* [PASSAGE PROVIDED]
-.-.-
The Scots have a saying “Am aff et” – pertaining to their current drinking habits (we’re talking booze, naturally). As in, imagine yourself in a bar in Glasgow hearing a guy ask his pal “right whatya havin”) only for the pal to reply “nah thanks pal, A'm affet”. Being set in Glasgow, our teetotaller will then of course be subjected to a torrent of abuse such we have never heard the like - in a language we don't in any case fully understand.
I love the Glasgow patter – and have studied it off & on, over the years (there’s always something new to discover). What I love about this saying is it makes the assumption that the default setting for all humans north of the border is normally, to be very much “on it” – which is fair enough when you take into account the weather they put up with. Certainly, being “affet” is accepted only as a very rare state of being.
So it is though with me and music – currently. Something’s wrong – A'm affet. I’ve struggled to connect with anything on my iPod for the past two weeks. Yesterday in the gym I couldn’t find anything sufficiently motivational – not even from the usual suspects Iron Maiden, Def Leppard, Feeder, Judas Priest, Van Halen et al. (It has to be metal in the gym don’t it? Please don’t tell me you listen to dance or 80s mixes?). I had to make do with some old Third Eye Blind which barely got me through it. During the warm-down I sought inspiration with a blast of the new Afrocubism album but despite the obvious genius on offer, again I just couldn’t connect with it.
Now this has occurred from time to time before. I can at rare times find that I am bored with my entire music collection – seven thousand odd tracks on the iPod, the ever present CD shelves (classics, current and those thrown in to the cupboard below which then hang on desperately forever in CD purgatory) – nothing can seem to offer a breakthrough (we can skip radio safely I think).
-.-.-
* [DATA]
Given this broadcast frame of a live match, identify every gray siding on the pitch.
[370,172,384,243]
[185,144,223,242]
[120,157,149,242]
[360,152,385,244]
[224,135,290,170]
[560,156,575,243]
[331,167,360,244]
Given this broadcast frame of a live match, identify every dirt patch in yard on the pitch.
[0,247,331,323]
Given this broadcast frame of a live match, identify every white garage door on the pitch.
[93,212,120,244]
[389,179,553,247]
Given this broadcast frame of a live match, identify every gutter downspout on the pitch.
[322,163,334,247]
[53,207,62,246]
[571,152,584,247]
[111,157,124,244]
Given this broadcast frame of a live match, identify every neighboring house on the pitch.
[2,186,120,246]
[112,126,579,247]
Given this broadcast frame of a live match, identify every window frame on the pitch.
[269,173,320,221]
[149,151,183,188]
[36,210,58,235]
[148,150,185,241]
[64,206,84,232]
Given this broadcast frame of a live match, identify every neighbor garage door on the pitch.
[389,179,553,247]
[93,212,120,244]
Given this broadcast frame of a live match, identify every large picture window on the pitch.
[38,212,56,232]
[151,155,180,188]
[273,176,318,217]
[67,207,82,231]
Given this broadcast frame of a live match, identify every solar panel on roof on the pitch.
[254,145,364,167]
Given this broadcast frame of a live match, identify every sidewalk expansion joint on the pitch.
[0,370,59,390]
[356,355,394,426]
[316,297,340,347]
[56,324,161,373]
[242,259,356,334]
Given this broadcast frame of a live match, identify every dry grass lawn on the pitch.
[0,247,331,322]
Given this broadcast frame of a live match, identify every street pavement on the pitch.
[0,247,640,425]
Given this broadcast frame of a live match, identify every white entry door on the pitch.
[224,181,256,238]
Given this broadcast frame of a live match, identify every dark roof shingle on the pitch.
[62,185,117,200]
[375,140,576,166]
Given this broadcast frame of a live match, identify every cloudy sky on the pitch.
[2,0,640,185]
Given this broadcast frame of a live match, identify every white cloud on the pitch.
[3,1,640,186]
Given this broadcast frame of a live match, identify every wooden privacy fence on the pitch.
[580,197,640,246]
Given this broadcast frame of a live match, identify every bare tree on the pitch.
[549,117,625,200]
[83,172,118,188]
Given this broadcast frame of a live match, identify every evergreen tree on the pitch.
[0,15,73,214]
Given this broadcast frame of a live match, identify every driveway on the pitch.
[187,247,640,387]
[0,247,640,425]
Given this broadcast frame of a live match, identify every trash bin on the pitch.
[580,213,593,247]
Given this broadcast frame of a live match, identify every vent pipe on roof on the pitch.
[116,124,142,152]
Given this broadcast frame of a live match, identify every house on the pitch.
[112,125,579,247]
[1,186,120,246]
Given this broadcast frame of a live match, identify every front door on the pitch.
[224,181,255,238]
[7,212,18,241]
-.-.-
* [PROMPT 1]
In the post about being "affet," which album did the writer put on during the warm-down at the gym?
* [PROMPT 2]
Report every line of the listing that contains the word "door".

* [TASK RESULT 1]
The new Afrocubism album.

* [TASK RESULT 2]
Given this broadcast frame of a live match, identify every white garage door on the pitch.
Given this broadcast frame of a live match, identify every neighbor garage door on the pitch.
Given this broadcast frame of a live match, identify every white entry door on the pitch.
Given this broadcast frame of a live match, identify every front door on the pitch.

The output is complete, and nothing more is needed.